= TASK DIRECTIONS =
Retype, word for word, every line of the records below starting at the one that contains "column 228, row 792" and ending at the one that contains "column 1155, row 747"; include both of those lines and nothing more.

= EXTRACTED MATERIAL =
=======

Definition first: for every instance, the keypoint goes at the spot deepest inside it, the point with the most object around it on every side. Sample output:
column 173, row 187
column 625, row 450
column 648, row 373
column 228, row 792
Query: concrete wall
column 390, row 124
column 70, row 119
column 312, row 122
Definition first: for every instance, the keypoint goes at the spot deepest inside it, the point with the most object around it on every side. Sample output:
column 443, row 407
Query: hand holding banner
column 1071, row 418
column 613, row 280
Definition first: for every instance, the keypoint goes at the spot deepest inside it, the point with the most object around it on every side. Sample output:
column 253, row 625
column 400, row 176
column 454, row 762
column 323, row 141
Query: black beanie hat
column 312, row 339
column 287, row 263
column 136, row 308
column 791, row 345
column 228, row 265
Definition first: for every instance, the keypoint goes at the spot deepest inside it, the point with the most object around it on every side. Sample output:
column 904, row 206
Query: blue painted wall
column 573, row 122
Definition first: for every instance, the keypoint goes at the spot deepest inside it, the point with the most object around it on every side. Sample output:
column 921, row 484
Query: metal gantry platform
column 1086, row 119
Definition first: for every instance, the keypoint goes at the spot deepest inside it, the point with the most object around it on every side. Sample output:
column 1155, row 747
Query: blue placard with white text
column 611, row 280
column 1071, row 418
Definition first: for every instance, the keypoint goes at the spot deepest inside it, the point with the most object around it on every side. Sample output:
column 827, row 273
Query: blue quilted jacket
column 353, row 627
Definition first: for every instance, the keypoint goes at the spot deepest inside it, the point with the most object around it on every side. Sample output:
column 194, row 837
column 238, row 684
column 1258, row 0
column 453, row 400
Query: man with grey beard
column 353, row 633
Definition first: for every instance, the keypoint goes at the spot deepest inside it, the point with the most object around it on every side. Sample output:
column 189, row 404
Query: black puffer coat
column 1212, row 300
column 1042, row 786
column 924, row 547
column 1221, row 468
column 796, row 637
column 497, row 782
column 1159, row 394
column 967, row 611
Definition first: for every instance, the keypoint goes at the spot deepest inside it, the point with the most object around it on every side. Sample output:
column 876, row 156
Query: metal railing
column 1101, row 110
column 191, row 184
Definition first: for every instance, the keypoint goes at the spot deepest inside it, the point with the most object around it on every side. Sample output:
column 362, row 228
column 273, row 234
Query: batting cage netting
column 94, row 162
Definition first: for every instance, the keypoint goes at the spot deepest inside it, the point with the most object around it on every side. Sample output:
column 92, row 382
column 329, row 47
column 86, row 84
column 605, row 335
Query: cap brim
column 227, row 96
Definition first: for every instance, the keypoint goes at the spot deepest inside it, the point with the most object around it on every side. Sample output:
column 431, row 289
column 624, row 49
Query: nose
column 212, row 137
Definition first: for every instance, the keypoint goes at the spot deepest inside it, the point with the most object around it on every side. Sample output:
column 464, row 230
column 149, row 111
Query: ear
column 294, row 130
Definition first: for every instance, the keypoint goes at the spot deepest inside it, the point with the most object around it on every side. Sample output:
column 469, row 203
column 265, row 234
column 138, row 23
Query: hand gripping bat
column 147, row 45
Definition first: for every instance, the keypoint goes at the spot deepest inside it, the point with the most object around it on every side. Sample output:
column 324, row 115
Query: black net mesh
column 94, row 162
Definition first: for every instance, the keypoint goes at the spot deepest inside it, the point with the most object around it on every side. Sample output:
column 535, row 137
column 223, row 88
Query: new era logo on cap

=======

= ANSWER FOR THE TASK =
column 228, row 792
Query: concrete wall
column 390, row 124
column 70, row 119
column 312, row 122
Definition first: for every instance, the keypoint goes at the spot deepest inside it, the point with the most object around it on every side. Sample output:
column 443, row 407
Query: hand holding banner
column 1071, row 418
column 613, row 280
Definition first: for every instance, the keypoint goes at the spot deepest inside it, the point with the most object around it on every side. Sample output:
column 253, row 625
column 400, row 176
column 454, row 762
column 323, row 141
Query: black beanie hat
column 312, row 339
column 287, row 263
column 136, row 308
column 791, row 345
column 228, row 265
Definition first: for every instance, the keypoint goes at the spot deepest inside it, the point with the most object around it on every side. Sample output:
column 904, row 206
Query: blue painted wall
column 573, row 122
Definition first: for every instance, the keypoint goes at the spot deepest inside it, the point with the most object around it on every side. Sample output:
column 921, row 484
Query: metal gantry platform
column 1086, row 119
Definition first: for every instance, the keypoint goes at the spot deepest inside it, the point with the most object around it on every side. Sample output:
column 1155, row 747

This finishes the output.